Roethlisberger wins Player of the Week; Whiner Nation Up in Arms
by PalmerSucks
September 24, 2015
I hadn’t planned to write a commentary this week, but hearing all the crying over poor Tom Brady’s latest “snub” has me a little up in arms myself.
First, congratulations to Ben Roethlisberger for being voted AFC Offensive Player of the Week. Your award is well deserved (we’ll get to why shortly). What a shame the parade is being pissed on by the crybabies out to make this another phantom NFL conspiracy against their Golden Boy. You see, there’s a huge contingent out there who view Roethlisberger’s selection over Brady as some snub, and some sign the NFL is trying to outlaw recognition of the New England QB.
It’s not just Patriot fans taking to the comments sections this time. Everyone from the Boston media to Brady ball boy Skip Bayless have been moaning over the unfairness of it all (Skippy calls it “outrageous and hilarious”). The Patriots themselves, good sports that they are, responded to the Stillers tweet congratulating their own with one that listed Brady’s numbers in defiance. Even ESPN – you know, that network that is so out to get Tommy – ran a column from chowd’head homer Mike Reiss titled “In debatable call, NFL passes over Tom Brady for Player of the Week award.”
Is it really debatable? Let’s compare the numbers:
BRADY
38 of 59 for 466 yds 64.4 comp. % 7.9 YPA 105.6 passer rating
ROETHLISBERGER
21 of 27 for 369 yds 77.8 comp % 13.7 YPA 155.8 passer rating
The Brady Bunch is all over Tommy’s 466 yards, but c’mon, on 60 passes? What quarterback couldn’t do a 400+ spot in today’s league tossing it that many times? The real deal here is YPA, and Ben’s blows away Brady’s, nearly doubling it with an unheard of 13.7 yards a pop. That’s simply extraordinary!

▶ _SUPPLIED INFORMATION_:
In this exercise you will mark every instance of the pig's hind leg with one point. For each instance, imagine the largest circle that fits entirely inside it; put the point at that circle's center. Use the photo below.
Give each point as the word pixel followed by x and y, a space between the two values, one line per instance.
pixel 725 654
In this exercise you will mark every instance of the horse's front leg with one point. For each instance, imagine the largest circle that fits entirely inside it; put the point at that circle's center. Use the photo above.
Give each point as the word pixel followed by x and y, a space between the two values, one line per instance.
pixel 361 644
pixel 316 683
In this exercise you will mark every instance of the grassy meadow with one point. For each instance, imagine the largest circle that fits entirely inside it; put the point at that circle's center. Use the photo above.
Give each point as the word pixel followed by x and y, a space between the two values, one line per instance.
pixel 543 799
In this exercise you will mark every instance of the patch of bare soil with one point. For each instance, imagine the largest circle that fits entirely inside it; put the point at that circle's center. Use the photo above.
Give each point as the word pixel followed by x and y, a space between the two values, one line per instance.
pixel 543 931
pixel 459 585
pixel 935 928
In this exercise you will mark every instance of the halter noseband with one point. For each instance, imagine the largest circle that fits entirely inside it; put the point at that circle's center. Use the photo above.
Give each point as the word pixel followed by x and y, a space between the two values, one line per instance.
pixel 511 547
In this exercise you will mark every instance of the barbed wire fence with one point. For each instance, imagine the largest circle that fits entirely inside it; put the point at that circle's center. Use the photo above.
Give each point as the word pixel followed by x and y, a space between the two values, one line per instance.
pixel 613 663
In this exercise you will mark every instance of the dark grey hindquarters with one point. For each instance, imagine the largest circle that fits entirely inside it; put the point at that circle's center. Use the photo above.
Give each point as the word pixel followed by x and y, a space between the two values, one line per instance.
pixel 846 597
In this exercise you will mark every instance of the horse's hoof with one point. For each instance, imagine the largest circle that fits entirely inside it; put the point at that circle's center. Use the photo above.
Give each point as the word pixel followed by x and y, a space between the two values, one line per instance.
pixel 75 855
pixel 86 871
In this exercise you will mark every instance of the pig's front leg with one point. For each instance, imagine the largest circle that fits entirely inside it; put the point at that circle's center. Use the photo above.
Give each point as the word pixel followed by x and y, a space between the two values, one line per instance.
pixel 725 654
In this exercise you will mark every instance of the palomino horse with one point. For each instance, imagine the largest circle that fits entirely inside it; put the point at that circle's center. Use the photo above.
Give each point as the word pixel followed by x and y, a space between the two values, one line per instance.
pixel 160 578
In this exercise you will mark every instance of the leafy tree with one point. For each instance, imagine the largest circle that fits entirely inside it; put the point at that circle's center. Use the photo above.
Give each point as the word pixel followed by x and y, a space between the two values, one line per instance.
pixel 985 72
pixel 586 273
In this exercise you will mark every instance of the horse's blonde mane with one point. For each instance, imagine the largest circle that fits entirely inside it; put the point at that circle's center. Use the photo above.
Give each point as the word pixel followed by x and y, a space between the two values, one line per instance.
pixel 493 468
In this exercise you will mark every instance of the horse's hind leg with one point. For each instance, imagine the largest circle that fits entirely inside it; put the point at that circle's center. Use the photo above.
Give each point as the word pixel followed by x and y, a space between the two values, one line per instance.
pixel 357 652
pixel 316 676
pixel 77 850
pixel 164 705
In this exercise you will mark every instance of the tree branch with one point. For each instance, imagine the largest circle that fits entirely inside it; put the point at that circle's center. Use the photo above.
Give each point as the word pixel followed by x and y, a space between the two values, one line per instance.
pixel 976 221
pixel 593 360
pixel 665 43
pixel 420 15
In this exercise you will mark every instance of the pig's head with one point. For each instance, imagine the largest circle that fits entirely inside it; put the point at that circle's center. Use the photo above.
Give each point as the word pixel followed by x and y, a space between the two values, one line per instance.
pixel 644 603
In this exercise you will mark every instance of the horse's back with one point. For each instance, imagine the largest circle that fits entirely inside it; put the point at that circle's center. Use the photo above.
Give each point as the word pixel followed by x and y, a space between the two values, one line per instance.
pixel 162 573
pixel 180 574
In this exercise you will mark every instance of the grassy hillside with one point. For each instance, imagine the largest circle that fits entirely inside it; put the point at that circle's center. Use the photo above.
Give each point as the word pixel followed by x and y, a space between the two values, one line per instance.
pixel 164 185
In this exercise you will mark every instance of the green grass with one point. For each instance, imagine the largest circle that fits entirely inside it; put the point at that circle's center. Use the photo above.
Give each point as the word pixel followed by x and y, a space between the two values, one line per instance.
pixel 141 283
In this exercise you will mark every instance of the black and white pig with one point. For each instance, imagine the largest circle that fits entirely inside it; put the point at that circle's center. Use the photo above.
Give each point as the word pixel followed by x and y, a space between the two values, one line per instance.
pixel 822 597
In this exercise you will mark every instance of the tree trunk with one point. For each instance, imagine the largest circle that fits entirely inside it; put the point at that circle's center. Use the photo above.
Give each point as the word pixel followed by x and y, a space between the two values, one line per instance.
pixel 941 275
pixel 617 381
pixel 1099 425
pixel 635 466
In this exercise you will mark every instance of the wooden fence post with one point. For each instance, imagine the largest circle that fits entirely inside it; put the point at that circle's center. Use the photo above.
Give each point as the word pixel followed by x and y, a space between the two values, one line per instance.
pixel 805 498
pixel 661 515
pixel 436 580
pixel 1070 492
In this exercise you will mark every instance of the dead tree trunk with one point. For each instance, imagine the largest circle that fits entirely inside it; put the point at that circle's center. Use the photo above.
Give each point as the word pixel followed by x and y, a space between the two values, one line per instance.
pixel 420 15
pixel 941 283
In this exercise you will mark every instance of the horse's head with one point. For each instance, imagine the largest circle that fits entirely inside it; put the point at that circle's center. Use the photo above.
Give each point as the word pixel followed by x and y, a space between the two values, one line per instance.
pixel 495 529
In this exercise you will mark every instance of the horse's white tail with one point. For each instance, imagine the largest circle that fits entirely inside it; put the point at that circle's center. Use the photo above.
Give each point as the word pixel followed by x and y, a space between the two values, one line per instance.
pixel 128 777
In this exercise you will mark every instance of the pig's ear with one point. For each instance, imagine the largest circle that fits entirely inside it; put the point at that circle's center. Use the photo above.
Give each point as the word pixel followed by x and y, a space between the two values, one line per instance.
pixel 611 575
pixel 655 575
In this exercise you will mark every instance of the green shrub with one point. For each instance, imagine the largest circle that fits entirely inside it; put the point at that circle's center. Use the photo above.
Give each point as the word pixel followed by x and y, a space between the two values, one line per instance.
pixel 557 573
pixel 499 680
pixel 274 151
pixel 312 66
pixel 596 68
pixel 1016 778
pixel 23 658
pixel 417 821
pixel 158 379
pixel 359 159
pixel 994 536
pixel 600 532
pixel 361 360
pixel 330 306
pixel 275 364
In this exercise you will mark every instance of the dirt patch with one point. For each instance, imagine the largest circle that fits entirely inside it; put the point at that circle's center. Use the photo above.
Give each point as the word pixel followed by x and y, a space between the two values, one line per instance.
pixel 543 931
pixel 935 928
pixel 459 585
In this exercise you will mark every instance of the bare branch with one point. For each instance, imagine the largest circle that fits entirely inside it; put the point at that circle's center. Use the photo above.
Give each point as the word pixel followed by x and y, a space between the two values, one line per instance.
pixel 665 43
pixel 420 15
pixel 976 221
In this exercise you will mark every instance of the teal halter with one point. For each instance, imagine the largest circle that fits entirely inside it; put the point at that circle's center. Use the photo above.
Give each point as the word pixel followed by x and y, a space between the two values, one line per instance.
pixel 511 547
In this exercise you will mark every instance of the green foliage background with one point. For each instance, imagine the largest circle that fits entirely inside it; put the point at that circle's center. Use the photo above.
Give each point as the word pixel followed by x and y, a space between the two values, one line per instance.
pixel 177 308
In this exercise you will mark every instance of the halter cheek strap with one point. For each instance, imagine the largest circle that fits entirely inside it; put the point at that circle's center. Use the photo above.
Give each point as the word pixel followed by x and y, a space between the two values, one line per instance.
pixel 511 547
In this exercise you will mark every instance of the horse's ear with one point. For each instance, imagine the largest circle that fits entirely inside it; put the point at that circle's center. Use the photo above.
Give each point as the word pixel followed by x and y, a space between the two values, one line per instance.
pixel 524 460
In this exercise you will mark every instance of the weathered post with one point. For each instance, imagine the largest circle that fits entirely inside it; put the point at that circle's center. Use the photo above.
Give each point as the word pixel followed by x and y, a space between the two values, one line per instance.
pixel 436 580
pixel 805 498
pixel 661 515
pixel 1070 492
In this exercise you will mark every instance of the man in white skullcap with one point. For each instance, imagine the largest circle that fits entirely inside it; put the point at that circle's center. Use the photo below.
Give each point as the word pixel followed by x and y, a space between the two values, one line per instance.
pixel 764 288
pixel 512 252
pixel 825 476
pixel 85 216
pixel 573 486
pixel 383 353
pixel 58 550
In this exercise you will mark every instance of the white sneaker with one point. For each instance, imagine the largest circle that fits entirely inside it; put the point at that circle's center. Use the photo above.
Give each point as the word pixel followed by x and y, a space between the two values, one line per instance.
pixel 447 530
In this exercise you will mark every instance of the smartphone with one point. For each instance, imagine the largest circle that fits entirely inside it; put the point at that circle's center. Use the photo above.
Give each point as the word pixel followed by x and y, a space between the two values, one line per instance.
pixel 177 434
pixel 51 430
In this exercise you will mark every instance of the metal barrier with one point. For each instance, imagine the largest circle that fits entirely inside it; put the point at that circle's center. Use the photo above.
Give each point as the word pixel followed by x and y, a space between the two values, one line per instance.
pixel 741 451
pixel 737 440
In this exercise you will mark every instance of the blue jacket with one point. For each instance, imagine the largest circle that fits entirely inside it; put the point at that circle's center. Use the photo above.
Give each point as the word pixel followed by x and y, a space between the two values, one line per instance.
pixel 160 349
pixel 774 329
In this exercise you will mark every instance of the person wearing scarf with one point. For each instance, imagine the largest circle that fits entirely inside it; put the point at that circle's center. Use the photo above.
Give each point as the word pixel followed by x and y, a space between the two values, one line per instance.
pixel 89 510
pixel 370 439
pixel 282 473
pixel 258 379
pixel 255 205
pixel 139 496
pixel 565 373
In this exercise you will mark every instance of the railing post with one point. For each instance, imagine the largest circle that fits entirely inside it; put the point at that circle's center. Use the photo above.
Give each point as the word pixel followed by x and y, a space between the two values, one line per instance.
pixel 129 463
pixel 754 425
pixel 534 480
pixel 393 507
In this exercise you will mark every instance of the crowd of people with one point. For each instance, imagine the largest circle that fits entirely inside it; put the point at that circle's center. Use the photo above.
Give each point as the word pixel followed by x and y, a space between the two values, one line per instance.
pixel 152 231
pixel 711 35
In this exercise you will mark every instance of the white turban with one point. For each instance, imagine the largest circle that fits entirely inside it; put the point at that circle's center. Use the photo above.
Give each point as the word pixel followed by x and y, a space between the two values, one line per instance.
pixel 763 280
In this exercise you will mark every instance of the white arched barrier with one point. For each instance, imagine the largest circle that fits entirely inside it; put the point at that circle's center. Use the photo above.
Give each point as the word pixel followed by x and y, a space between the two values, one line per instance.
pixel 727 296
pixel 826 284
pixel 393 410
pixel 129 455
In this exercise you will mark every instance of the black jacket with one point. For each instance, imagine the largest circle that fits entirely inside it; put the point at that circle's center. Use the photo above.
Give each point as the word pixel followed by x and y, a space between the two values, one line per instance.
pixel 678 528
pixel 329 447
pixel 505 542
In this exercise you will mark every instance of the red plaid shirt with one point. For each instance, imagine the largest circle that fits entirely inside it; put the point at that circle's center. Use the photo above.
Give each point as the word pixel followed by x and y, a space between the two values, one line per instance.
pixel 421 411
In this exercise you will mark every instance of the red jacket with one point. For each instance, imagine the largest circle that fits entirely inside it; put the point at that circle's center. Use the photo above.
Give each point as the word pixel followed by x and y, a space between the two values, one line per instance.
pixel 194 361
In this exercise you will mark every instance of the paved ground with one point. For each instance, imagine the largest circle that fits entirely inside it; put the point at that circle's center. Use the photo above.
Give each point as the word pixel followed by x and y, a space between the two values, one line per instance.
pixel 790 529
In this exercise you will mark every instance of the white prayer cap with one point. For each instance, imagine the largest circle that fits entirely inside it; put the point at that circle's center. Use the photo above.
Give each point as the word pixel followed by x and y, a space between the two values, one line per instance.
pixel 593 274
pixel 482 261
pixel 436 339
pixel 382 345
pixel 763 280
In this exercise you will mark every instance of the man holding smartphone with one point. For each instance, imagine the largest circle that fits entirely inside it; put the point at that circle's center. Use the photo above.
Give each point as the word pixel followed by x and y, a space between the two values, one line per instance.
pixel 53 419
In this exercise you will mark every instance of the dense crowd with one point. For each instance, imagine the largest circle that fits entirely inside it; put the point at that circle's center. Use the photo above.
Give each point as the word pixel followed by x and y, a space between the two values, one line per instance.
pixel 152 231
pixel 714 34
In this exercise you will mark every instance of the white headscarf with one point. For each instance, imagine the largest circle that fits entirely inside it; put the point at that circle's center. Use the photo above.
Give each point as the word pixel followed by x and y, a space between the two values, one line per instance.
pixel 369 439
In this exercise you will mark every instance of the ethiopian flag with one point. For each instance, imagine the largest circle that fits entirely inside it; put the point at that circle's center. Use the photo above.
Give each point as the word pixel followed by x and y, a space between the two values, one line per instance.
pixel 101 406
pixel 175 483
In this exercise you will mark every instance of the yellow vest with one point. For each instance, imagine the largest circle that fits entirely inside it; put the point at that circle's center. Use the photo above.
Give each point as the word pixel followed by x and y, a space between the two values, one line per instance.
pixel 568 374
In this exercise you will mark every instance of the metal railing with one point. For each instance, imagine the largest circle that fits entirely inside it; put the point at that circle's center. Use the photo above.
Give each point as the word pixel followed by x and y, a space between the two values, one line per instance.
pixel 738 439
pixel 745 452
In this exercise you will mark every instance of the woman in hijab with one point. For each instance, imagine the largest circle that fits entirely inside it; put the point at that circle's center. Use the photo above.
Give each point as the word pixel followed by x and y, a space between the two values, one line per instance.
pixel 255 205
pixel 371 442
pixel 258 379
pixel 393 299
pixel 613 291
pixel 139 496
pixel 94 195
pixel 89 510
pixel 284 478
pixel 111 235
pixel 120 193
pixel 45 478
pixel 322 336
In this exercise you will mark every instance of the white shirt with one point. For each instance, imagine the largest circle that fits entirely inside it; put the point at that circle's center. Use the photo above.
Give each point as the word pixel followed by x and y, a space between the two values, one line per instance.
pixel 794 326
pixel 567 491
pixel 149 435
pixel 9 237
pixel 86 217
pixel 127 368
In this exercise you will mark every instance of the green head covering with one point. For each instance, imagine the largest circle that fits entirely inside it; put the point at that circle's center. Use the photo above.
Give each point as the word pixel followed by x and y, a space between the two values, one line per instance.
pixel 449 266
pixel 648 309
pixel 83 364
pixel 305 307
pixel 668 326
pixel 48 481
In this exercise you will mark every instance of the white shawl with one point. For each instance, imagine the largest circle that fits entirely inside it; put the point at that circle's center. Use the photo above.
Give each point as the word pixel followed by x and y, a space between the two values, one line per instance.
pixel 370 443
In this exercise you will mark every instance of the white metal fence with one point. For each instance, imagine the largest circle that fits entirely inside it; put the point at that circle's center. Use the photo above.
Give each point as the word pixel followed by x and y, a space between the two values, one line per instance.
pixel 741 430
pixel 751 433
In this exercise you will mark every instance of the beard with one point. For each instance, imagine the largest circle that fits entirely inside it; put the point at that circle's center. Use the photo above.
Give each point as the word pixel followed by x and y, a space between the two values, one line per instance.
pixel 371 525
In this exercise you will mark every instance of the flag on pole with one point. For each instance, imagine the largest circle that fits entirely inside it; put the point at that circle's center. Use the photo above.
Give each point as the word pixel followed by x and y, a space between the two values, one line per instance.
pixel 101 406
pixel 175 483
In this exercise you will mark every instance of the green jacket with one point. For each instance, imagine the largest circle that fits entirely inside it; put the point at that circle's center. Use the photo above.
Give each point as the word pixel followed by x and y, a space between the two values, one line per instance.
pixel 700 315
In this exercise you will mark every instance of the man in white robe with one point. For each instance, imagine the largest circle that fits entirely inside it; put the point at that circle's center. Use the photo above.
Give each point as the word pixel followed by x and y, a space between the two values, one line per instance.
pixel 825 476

▶ _DIRECTIVES_:
1. Decide whether each statement agrees with the commentary on the Player of the Week award. Answer yes or no for each, and quote the words from the commentary that settle it.
(a) Ben Roethlisberger was voted AFC Offensive Player of the Week.
(b) Tom Brady completed 21 of 27 passes.
(c) Roethlisberger finished with a 105.6 passer rating.
2. Carry on the commentary on Roethlisberger's Player of the Week award from its last sentence, in the same voice.

▶ _RESPONSES PER TASK_:
1.
(a) Yes: "congratulations to Ben Roethlisberger for being voted AFC Offensive Player of the Week"
(b) No: "38 of 59 for 466 yds"
(c) No: "21 of 27 for 369 yds 77.8 comp % 13.7 YPA 155.8 passer rating"

2.
Then there’s passer rating, which ought to seal the deal right there. Brady’s notched an impressive 105.6, but Roethlisberger again blows his away with a sick, outrageous 155.8 (besting even the 143.8 of Brady’s that everyone drooled over last week). I’m sorry, you’re a QB doing a 156 rating, unless someone manages to somehow best that, you win the award, period.
But the stat line doesn’t tell half the story. The ridiculous 78 percent completion rate Ben put up wasn’t done with the short safe stuff; 5 of his passes went for 35 yards or more. Amazingly, Roethlisberger put up one of the best complete-percent days a quarterback’s ever had on a day when he was chucking it largely downfield. (Unlike Doctor Dink-Dunk, who was busy lobbing it to Edelman on the short crossers as usual.) Sorry whiners, but degree of difficulty goes squarely to the guy who was playing the manly game last Sunday. A 3 TD, 0 turnover, 13.7 YPA, 155.8 rating day doesn’t just qualify you for Player of the Week honors – it puts you in the running for greatest-performance-of-all-time recognition.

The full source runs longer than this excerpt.